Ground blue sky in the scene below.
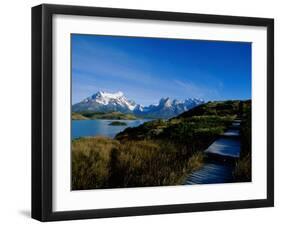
[71,34,251,105]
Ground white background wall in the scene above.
[0,0,276,226]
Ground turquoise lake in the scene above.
[71,119,150,139]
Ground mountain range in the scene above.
[72,91,204,118]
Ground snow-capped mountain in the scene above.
[134,97,204,118]
[72,91,204,118]
[72,91,136,113]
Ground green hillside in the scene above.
[72,101,251,190]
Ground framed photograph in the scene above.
[32,4,274,221]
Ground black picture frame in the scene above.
[32,4,274,221]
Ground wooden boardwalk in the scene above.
[184,120,241,185]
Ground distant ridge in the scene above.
[72,91,204,118]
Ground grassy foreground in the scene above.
[72,137,203,190]
[72,101,251,190]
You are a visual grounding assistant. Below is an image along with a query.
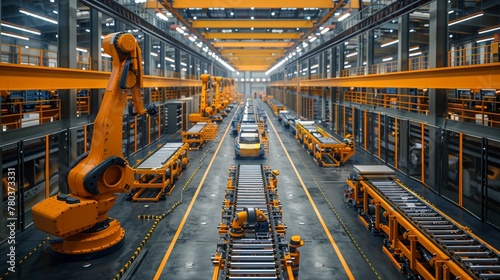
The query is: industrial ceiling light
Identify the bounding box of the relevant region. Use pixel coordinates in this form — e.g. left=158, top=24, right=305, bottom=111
left=476, top=37, right=495, bottom=43
left=1, top=31, right=30, bottom=41
left=345, top=52, right=358, bottom=57
left=448, top=12, right=484, bottom=26
left=380, top=40, right=399, bottom=48
left=477, top=25, right=500, bottom=34
left=1, top=21, right=42, bottom=35
left=19, top=8, right=57, bottom=24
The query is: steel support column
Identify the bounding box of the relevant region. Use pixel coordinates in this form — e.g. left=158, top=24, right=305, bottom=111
left=142, top=34, right=151, bottom=104
left=174, top=48, right=183, bottom=98
left=429, top=0, right=448, bottom=124
left=159, top=41, right=167, bottom=102
left=398, top=14, right=410, bottom=104
left=427, top=0, right=448, bottom=190
left=318, top=50, right=328, bottom=121
left=296, top=60, right=302, bottom=118
left=336, top=44, right=345, bottom=104
left=90, top=8, right=102, bottom=118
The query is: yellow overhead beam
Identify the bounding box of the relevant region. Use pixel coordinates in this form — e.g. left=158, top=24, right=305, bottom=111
left=236, top=64, right=270, bottom=72
left=220, top=49, right=286, bottom=56
left=212, top=41, right=293, bottom=48
left=191, top=19, right=314, bottom=28
left=222, top=53, right=281, bottom=61
left=281, top=63, right=500, bottom=89
left=203, top=32, right=303, bottom=40
left=173, top=0, right=334, bottom=9
left=0, top=63, right=201, bottom=91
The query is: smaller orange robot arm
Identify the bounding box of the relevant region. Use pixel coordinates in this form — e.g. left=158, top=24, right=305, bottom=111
left=229, top=208, right=269, bottom=237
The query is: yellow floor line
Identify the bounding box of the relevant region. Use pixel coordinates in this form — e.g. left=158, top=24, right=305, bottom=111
left=153, top=122, right=231, bottom=280
left=267, top=114, right=355, bottom=279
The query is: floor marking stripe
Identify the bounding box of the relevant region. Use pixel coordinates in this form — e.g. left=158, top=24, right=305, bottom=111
left=266, top=113, right=355, bottom=279
left=153, top=119, right=231, bottom=280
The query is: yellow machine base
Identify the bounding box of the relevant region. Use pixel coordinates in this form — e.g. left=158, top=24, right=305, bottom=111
left=51, top=219, right=125, bottom=261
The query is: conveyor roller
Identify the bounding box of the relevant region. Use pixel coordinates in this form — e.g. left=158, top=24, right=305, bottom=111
left=212, top=165, right=294, bottom=280
left=355, top=166, right=500, bottom=279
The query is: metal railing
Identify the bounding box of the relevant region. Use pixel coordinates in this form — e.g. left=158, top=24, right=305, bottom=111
left=344, top=91, right=500, bottom=127
left=0, top=99, right=61, bottom=131
left=448, top=44, right=494, bottom=67
left=0, top=44, right=92, bottom=70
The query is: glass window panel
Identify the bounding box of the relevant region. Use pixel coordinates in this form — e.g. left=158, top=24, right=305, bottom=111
left=371, top=113, right=380, bottom=157
left=423, top=125, right=437, bottom=186
left=385, top=116, right=398, bottom=166
left=18, top=137, right=46, bottom=225
left=379, top=115, right=388, bottom=162
left=70, top=127, right=85, bottom=161
left=408, top=122, right=423, bottom=178
left=354, top=109, right=368, bottom=147
left=397, top=120, right=409, bottom=174
left=0, top=143, right=19, bottom=241
left=462, top=135, right=483, bottom=217
left=341, top=107, right=354, bottom=136
left=442, top=130, right=458, bottom=204
left=338, top=105, right=346, bottom=135
left=122, top=115, right=135, bottom=157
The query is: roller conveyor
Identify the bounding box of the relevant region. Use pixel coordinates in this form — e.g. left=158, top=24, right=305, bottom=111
left=346, top=166, right=500, bottom=279
left=295, top=121, right=356, bottom=166
left=371, top=177, right=500, bottom=279
left=212, top=165, right=298, bottom=280
left=127, top=142, right=189, bottom=201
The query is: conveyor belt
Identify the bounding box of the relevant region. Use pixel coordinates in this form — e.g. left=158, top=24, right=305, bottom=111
left=136, top=143, right=184, bottom=169
left=214, top=165, right=288, bottom=279
left=186, top=122, right=207, bottom=133
left=365, top=167, right=500, bottom=279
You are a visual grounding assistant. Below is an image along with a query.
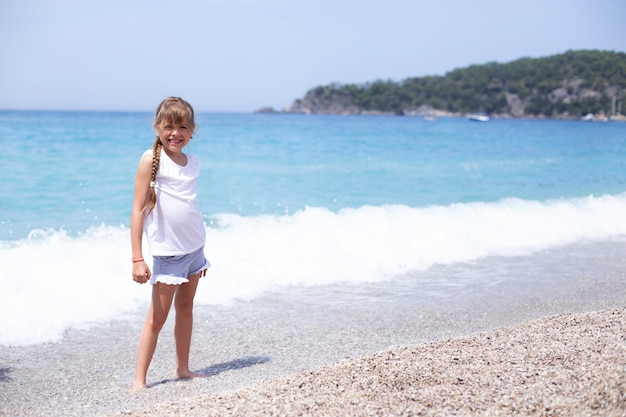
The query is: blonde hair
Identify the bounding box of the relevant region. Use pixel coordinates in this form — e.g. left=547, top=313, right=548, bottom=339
left=141, top=97, right=196, bottom=214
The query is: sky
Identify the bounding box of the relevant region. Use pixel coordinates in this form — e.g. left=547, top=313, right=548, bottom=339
left=0, top=0, right=626, bottom=112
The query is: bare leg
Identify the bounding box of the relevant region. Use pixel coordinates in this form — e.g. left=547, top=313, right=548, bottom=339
left=133, top=282, right=176, bottom=390
left=174, top=274, right=206, bottom=378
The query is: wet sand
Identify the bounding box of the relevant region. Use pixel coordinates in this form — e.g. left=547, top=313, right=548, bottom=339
left=0, top=242, right=626, bottom=417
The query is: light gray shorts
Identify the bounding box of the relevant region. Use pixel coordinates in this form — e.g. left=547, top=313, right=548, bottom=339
left=150, top=247, right=211, bottom=285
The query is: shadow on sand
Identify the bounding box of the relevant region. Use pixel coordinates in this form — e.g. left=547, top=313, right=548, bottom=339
left=151, top=356, right=271, bottom=387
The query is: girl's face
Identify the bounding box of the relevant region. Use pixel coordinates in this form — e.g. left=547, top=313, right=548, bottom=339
left=155, top=120, right=193, bottom=153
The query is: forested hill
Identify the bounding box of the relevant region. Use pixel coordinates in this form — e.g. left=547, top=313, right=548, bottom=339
left=285, top=50, right=626, bottom=118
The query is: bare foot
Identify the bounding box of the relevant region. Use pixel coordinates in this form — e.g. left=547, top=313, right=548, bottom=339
left=176, top=370, right=209, bottom=379
left=131, top=381, right=148, bottom=392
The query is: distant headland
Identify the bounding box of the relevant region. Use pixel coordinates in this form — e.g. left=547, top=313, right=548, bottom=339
left=257, top=50, right=626, bottom=121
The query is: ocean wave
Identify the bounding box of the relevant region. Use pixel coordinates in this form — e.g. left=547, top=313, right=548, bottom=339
left=0, top=194, right=626, bottom=345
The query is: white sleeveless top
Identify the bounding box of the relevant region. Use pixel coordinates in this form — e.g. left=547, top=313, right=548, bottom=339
left=144, top=149, right=206, bottom=256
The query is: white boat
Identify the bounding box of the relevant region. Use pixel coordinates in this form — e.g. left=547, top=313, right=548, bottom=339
left=467, top=113, right=489, bottom=122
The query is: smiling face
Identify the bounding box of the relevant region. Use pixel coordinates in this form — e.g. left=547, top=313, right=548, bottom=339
left=155, top=118, right=193, bottom=154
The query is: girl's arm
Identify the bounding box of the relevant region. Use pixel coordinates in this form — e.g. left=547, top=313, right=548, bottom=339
left=130, top=155, right=152, bottom=284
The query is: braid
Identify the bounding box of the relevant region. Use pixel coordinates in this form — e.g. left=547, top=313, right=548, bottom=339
left=141, top=136, right=163, bottom=214
left=141, top=97, right=196, bottom=214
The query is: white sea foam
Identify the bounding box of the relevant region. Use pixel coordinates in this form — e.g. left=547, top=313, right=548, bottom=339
left=0, top=194, right=626, bottom=345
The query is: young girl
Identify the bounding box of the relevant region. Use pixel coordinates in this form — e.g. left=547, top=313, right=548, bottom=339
left=130, top=97, right=209, bottom=390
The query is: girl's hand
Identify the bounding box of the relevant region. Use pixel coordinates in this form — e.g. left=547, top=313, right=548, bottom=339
left=133, top=261, right=152, bottom=284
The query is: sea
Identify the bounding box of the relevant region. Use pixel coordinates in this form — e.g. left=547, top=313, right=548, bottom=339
left=0, top=111, right=626, bottom=346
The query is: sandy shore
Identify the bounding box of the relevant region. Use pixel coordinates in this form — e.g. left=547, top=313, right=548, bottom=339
left=108, top=309, right=626, bottom=416
left=0, top=240, right=626, bottom=417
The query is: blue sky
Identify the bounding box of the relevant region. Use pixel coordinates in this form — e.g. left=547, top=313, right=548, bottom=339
left=0, top=0, right=626, bottom=112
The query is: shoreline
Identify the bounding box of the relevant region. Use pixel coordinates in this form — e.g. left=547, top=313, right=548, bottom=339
left=110, top=308, right=626, bottom=417
left=0, top=242, right=626, bottom=417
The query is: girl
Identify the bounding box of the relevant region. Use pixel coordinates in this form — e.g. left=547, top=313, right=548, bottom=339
left=130, top=97, right=209, bottom=390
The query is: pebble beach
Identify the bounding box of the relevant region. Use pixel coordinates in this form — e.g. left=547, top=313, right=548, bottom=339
left=0, top=242, right=626, bottom=417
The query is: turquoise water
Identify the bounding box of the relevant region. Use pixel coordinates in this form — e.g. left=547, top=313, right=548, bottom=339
left=0, top=111, right=626, bottom=345
left=0, top=112, right=626, bottom=240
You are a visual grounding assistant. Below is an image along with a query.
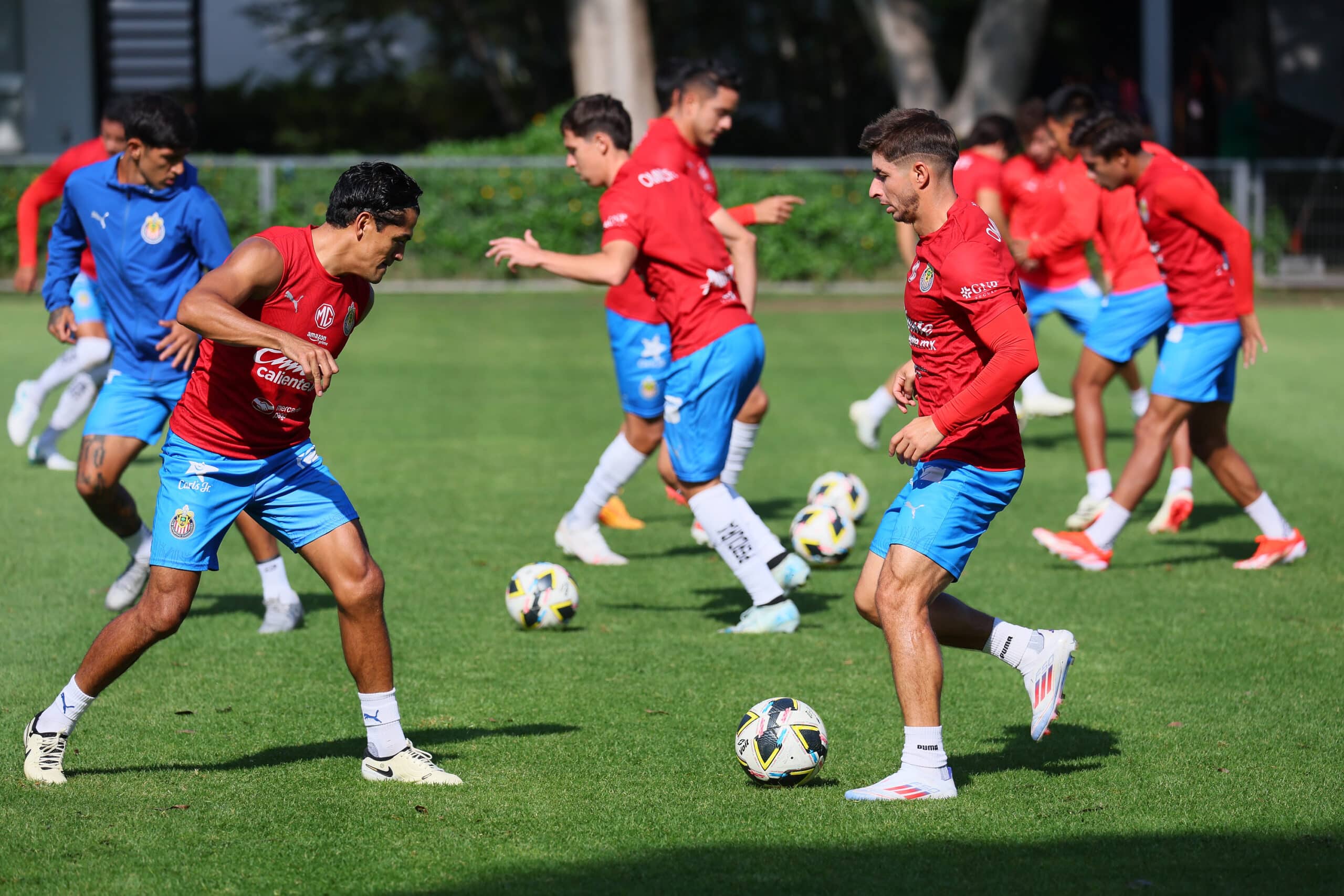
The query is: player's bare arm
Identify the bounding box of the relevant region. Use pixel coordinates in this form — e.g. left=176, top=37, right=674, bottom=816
left=710, top=208, right=757, bottom=314
left=177, top=238, right=340, bottom=395
left=485, top=224, right=639, bottom=286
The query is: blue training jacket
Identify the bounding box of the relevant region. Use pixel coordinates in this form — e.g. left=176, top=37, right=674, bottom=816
left=41, top=156, right=233, bottom=380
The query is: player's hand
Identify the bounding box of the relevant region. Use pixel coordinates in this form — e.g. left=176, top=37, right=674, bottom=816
left=751, top=196, right=806, bottom=224
left=154, top=321, right=200, bottom=371
left=47, top=305, right=75, bottom=345
left=887, top=416, right=943, bottom=466
left=278, top=333, right=340, bottom=395
left=1239, top=312, right=1269, bottom=367
left=485, top=230, right=542, bottom=270
left=891, top=359, right=915, bottom=414
left=14, top=265, right=38, bottom=293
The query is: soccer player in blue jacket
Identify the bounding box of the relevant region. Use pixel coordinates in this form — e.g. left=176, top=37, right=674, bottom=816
left=41, top=94, right=302, bottom=633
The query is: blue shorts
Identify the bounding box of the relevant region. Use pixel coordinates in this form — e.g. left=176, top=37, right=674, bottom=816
left=606, top=309, right=672, bottom=420
left=149, top=430, right=359, bottom=570
left=868, top=461, right=1022, bottom=579
left=85, top=370, right=190, bottom=445
left=70, top=271, right=102, bottom=333
left=1152, top=321, right=1242, bottom=404
left=1083, top=283, right=1172, bottom=364
left=663, top=324, right=765, bottom=482
left=1022, top=277, right=1101, bottom=336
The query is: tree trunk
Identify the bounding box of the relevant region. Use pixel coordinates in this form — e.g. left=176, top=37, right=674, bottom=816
left=855, top=0, right=946, bottom=109
left=567, top=0, right=658, bottom=141
left=942, top=0, right=1048, bottom=134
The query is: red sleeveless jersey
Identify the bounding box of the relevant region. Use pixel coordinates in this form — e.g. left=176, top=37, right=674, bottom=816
left=170, top=227, right=374, bottom=459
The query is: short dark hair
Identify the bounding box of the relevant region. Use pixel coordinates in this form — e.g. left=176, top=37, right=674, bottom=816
left=1046, top=85, right=1097, bottom=122
left=561, top=93, right=631, bottom=149
left=859, top=109, right=960, bottom=171
left=1068, top=111, right=1144, bottom=160
left=121, top=93, right=196, bottom=149
left=327, top=161, right=421, bottom=230
left=99, top=97, right=130, bottom=125
left=967, top=111, right=1017, bottom=152
left=1015, top=97, right=1046, bottom=146
left=653, top=56, right=742, bottom=111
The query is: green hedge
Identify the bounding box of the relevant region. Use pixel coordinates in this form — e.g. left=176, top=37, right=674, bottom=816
left=0, top=165, right=899, bottom=281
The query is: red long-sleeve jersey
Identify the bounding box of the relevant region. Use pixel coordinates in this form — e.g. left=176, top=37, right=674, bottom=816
left=17, top=137, right=108, bottom=277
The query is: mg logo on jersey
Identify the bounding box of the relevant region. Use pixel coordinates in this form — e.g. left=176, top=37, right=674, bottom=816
left=637, top=168, right=677, bottom=187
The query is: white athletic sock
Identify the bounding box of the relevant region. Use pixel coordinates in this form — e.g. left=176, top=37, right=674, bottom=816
left=981, top=619, right=1046, bottom=669
left=1167, top=466, right=1195, bottom=494
left=1085, top=501, right=1129, bottom=551
left=569, top=433, right=649, bottom=529
left=257, top=553, right=298, bottom=603
left=900, top=725, right=948, bottom=768
left=691, top=482, right=783, bottom=606
left=719, top=420, right=761, bottom=489
left=1087, top=468, right=1111, bottom=501
left=359, top=688, right=406, bottom=759
left=1129, top=385, right=1148, bottom=416
left=38, top=676, right=93, bottom=735
left=1245, top=492, right=1293, bottom=539
left=868, top=383, right=897, bottom=420
left=1022, top=371, right=1049, bottom=398
left=121, top=521, right=154, bottom=563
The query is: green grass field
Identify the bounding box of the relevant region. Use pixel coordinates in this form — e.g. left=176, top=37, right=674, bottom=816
left=0, top=293, right=1344, bottom=893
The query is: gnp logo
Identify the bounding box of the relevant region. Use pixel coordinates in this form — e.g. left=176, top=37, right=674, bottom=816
left=638, top=168, right=677, bottom=187
left=253, top=348, right=313, bottom=392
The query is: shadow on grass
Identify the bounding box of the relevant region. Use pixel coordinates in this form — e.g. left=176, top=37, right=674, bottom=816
left=603, top=587, right=842, bottom=625
left=190, top=593, right=336, bottom=619
left=392, top=832, right=1344, bottom=896
left=69, top=721, right=579, bottom=775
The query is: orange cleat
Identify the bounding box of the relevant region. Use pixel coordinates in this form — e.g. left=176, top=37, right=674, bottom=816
left=597, top=494, right=644, bottom=529
left=1233, top=529, right=1306, bottom=570
left=1031, top=528, right=1113, bottom=572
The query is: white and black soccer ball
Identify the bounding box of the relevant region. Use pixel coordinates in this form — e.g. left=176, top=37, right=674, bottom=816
left=789, top=504, right=855, bottom=565
left=808, top=470, right=868, bottom=523
left=734, top=697, right=828, bottom=787
left=504, top=563, right=579, bottom=629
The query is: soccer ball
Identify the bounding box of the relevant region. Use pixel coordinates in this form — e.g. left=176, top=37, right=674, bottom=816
left=735, top=697, right=826, bottom=787
left=504, top=563, right=579, bottom=629
left=808, top=470, right=868, bottom=523
left=789, top=504, right=854, bottom=565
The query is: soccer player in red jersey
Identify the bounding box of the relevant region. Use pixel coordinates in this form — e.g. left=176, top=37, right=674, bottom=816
left=849, top=113, right=1016, bottom=450
left=24, top=163, right=461, bottom=785
left=5, top=102, right=127, bottom=471
left=1020, top=85, right=1195, bottom=533
left=1000, top=99, right=1096, bottom=418
left=845, top=109, right=1077, bottom=800
left=487, top=96, right=808, bottom=634
left=1032, top=115, right=1306, bottom=570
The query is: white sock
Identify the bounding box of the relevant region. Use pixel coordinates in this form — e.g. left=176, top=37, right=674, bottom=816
left=569, top=430, right=650, bottom=529
left=359, top=688, right=406, bottom=759
left=1087, top=468, right=1110, bottom=501
left=257, top=553, right=298, bottom=603
left=1085, top=501, right=1129, bottom=551
left=691, top=482, right=783, bottom=606
left=900, top=725, right=948, bottom=768
left=1167, top=466, right=1195, bottom=494
left=981, top=619, right=1046, bottom=669
left=719, top=420, right=761, bottom=489
left=1129, top=385, right=1148, bottom=416
left=1022, top=371, right=1049, bottom=398
left=1245, top=492, right=1293, bottom=539
left=38, top=676, right=93, bottom=735
left=121, top=523, right=154, bottom=563
left=868, top=383, right=897, bottom=420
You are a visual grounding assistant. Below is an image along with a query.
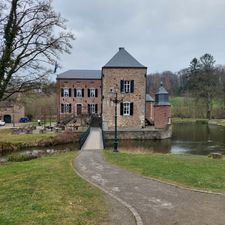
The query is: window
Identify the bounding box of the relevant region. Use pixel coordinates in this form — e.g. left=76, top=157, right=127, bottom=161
left=120, top=102, right=134, bottom=116
left=63, top=88, right=69, bottom=97
left=88, top=88, right=98, bottom=97
left=90, top=88, right=95, bottom=97
left=74, top=88, right=84, bottom=97
left=76, top=88, right=82, bottom=97
left=123, top=102, right=130, bottom=116
left=61, top=104, right=72, bottom=113
left=88, top=104, right=98, bottom=114
left=124, top=80, right=131, bottom=93
left=61, top=88, right=71, bottom=97
left=120, top=80, right=134, bottom=93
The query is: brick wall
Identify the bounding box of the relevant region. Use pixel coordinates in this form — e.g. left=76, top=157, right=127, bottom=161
left=102, top=68, right=146, bottom=129
left=145, top=102, right=154, bottom=121
left=57, top=79, right=102, bottom=121
left=154, top=105, right=171, bottom=129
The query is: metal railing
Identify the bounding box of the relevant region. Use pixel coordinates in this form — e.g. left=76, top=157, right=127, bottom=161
left=79, top=127, right=90, bottom=149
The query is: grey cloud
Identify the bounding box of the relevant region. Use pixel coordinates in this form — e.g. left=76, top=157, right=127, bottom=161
left=54, top=0, right=225, bottom=72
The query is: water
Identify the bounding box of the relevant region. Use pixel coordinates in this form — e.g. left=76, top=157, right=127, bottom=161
left=0, top=143, right=79, bottom=164
left=106, top=123, right=225, bottom=155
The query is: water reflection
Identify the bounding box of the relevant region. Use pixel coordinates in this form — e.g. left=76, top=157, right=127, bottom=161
left=106, top=123, right=225, bottom=155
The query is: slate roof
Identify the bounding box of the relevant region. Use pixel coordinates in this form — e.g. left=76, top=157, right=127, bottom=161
left=103, top=47, right=147, bottom=68
left=56, top=70, right=102, bottom=80
left=145, top=94, right=154, bottom=102
left=156, top=81, right=168, bottom=95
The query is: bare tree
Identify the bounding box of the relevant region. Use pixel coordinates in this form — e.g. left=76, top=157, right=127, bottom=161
left=0, top=0, right=74, bottom=101
left=187, top=54, right=219, bottom=119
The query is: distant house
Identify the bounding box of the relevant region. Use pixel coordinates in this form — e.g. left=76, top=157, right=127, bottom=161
left=102, top=48, right=147, bottom=129
left=57, top=70, right=102, bottom=121
left=0, top=101, right=25, bottom=123
left=57, top=48, right=171, bottom=130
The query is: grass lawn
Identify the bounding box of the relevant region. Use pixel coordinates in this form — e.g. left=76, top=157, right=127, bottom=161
left=105, top=152, right=225, bottom=192
left=0, top=129, right=56, bottom=144
left=0, top=152, right=106, bottom=225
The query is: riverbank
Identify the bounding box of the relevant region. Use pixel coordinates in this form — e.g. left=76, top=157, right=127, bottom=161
left=104, top=151, right=225, bottom=192
left=172, top=118, right=225, bottom=126
left=0, top=152, right=107, bottom=225
left=0, top=129, right=80, bottom=155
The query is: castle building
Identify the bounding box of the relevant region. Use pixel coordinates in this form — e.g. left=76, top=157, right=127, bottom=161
left=57, top=48, right=171, bottom=130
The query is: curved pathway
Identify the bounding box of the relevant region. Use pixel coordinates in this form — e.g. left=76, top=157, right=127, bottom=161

***

- _Aim_
Rescale the listing lines between the line holding "The query is: blue training jacket" and the line holding "left=41, top=156, right=233, bottom=380", inclusive, and write them all out again, requests too. Multiply each pixel coordinate in the answers by 2.6 and round to whole numbers with halves going up, but keep the numbers in the requests and their format samples unchanged.

- _Problem solution_
The query is: blue training jacket
Identify the bounding box of the relevant region. Use pixel coordinates in this form — e.g. left=176, top=37, right=674, bottom=816
left=107, top=406, right=606, bottom=988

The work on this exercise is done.